Exercise prompt.
Quote the records in full and leave their pictures out.

———

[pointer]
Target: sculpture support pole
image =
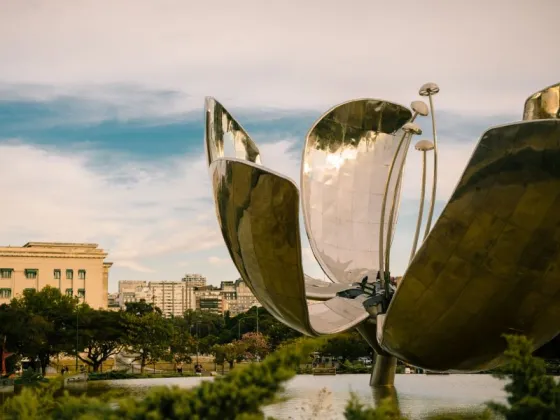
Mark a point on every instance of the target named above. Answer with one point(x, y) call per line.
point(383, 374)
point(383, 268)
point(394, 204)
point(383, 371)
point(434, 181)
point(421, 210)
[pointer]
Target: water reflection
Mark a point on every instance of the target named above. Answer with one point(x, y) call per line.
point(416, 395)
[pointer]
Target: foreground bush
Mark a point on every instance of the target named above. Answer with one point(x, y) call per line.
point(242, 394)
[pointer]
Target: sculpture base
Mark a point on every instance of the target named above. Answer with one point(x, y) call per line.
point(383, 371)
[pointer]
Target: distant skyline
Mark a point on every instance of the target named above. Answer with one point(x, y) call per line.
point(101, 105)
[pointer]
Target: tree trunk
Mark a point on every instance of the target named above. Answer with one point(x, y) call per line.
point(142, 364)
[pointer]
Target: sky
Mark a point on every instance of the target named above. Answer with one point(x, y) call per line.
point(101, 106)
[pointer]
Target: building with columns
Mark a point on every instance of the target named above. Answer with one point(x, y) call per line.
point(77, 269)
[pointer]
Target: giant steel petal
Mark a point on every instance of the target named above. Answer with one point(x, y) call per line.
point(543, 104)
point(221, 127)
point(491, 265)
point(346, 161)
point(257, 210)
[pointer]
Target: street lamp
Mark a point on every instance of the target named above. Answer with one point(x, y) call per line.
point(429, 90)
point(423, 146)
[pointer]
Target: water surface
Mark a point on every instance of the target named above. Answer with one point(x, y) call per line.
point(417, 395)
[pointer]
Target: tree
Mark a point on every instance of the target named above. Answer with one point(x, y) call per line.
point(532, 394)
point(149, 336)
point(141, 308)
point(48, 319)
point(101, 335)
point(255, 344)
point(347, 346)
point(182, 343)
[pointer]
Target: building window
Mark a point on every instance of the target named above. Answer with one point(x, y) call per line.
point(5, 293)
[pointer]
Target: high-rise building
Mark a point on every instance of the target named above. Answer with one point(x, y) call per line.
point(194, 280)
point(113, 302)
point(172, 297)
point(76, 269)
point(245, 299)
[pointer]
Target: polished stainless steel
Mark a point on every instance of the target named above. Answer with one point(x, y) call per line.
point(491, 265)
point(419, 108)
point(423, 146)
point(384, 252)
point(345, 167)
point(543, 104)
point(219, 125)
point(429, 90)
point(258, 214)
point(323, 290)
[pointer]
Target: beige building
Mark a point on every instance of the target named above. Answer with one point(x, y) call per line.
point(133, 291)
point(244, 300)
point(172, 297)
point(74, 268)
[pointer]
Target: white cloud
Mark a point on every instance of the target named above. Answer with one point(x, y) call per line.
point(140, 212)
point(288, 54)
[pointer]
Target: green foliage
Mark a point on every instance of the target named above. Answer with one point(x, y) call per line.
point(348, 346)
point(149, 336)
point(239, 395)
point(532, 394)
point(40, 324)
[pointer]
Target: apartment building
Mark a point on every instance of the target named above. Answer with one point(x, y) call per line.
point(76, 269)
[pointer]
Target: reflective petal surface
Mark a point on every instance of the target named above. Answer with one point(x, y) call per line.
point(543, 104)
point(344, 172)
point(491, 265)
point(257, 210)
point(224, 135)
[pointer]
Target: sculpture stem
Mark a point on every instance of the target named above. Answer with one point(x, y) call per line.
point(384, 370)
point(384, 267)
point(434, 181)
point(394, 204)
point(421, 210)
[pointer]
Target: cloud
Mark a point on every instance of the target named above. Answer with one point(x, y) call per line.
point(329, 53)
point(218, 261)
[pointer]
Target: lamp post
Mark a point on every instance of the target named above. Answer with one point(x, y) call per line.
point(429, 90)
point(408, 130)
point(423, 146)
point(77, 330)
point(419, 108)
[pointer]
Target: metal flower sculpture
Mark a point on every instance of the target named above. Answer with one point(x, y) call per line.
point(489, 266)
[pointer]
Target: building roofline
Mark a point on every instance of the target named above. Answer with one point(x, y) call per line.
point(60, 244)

———

Solution for this exercise.
[pointer]
Target: sculpture support pole
image =
Mark a point on every instance of the target named above. Answer with one point(x, y) call per line.
point(383, 374)
point(383, 268)
point(394, 204)
point(383, 371)
point(434, 181)
point(421, 210)
[pointer]
Target: water reflection
Mark a point on every instance of the target named above. Answer with one point(x, y) call per line.
point(416, 395)
[pointer]
Target: foreground bush
Mark a point on every instance of the target named above. Answer with one point(x, y) call per line.
point(242, 394)
[pointer]
Target: sculpture base
Mark a point on every instance of the target named above. Answer with one point(x, y) call per line.
point(383, 371)
[pointer]
Target: distant skyline
Mark a point on every instance of the target named above. Answer with one point(x, y) call per line.
point(101, 105)
[pointer]
Target: tree trunk
Mark a point on every instance of the target named above. Answer with one point(x, y) call per line.
point(142, 364)
[pointer]
Target: sky
Mark a point on every instance of the target named above. Answer with one point(x, y) call per line.
point(101, 106)
[pointer]
Target: building with columns
Mark a point on every instance of the target named above. Answer with one point(x, y) call per line.
point(77, 269)
[pointer]
Target: giant steel petal
Mark a point on every instance of the target named above. Answer with one point(x, y) call per line.
point(543, 104)
point(221, 127)
point(491, 265)
point(346, 161)
point(257, 210)
[pointer]
Target: street lamp
Mark a point on every instance of the target named above. Answer with one point(x, y) call per line.
point(429, 90)
point(423, 146)
[pointer]
Target: water surface
Mark a point on every instance of the target named above. Answer with one point(x, y) call per line.
point(417, 395)
[pointer]
Target: tree
Mark a point on every instance of the target named above. Answer with one point(x, y) call per line.
point(532, 394)
point(149, 336)
point(141, 308)
point(48, 319)
point(101, 335)
point(255, 344)
point(347, 346)
point(182, 343)
[pointer]
Target: building window
Mark a point on every instance of the target named above. Answer with one point(x, y) call per line.
point(5, 293)
[pointer]
Target: high-rise building
Mark a point on every instance of the target named above. Answer with one point(x, y) call per line.
point(194, 280)
point(113, 302)
point(172, 297)
point(76, 269)
point(245, 299)
[pointer]
Target: polished stainless steel
Mark a point on every instance of the target named above. Answer with one point(x, y) call per line.
point(491, 265)
point(419, 108)
point(423, 146)
point(384, 252)
point(345, 167)
point(543, 104)
point(219, 125)
point(429, 90)
point(258, 214)
point(323, 290)
[pointer]
Target: beige building
Mark a point on every instance of the target named above. Answer with one point(x, y) call per line.
point(133, 291)
point(244, 300)
point(172, 297)
point(74, 268)
[pointer]
Target: white cloud
Mark a point on every instance of the target named above. Answer with one point(x, y) call per line.
point(140, 212)
point(288, 54)
[pointer]
Target: green foliage
Mark a point on every instance of the target named above. Answer with one point(x, y) call per line.
point(348, 346)
point(149, 336)
point(239, 395)
point(532, 394)
point(40, 324)
[pointer]
Target: apartment building
Mark a point on every instance of the target named above. Answer with one point(x, y) call per line.
point(76, 269)
[pointer]
Target: reflective petal surface
Mark a point on every instance of the target named above. Answer with one point(x, y) call per line.
point(543, 104)
point(344, 172)
point(491, 265)
point(257, 210)
point(224, 135)
[pointer]
Target: sculpture stem
Mark a point on every instance of the target named above. Answer with one point(x, y) call per line.
point(384, 370)
point(384, 267)
point(434, 181)
point(394, 204)
point(421, 210)
[pointer]
Target: cloud
Mark a point on every instance of the target named above. Answer with one point(x, y) call per line.
point(329, 53)
point(218, 261)
[pointer]
Target: lamp post
Mark a point on every instance of the target named above. Answer with one point(x, y) call per line.
point(429, 90)
point(408, 130)
point(423, 146)
point(77, 330)
point(419, 108)
[pointer]
Target: metal flower sculpture
Mark a point on every instance of the target named above. Answer with one point(x, y) call per line.
point(489, 266)
[pointer]
Target: building roofline
Mark a point on every instance of the target named above. Answer with one point(x, y) call per line.
point(60, 244)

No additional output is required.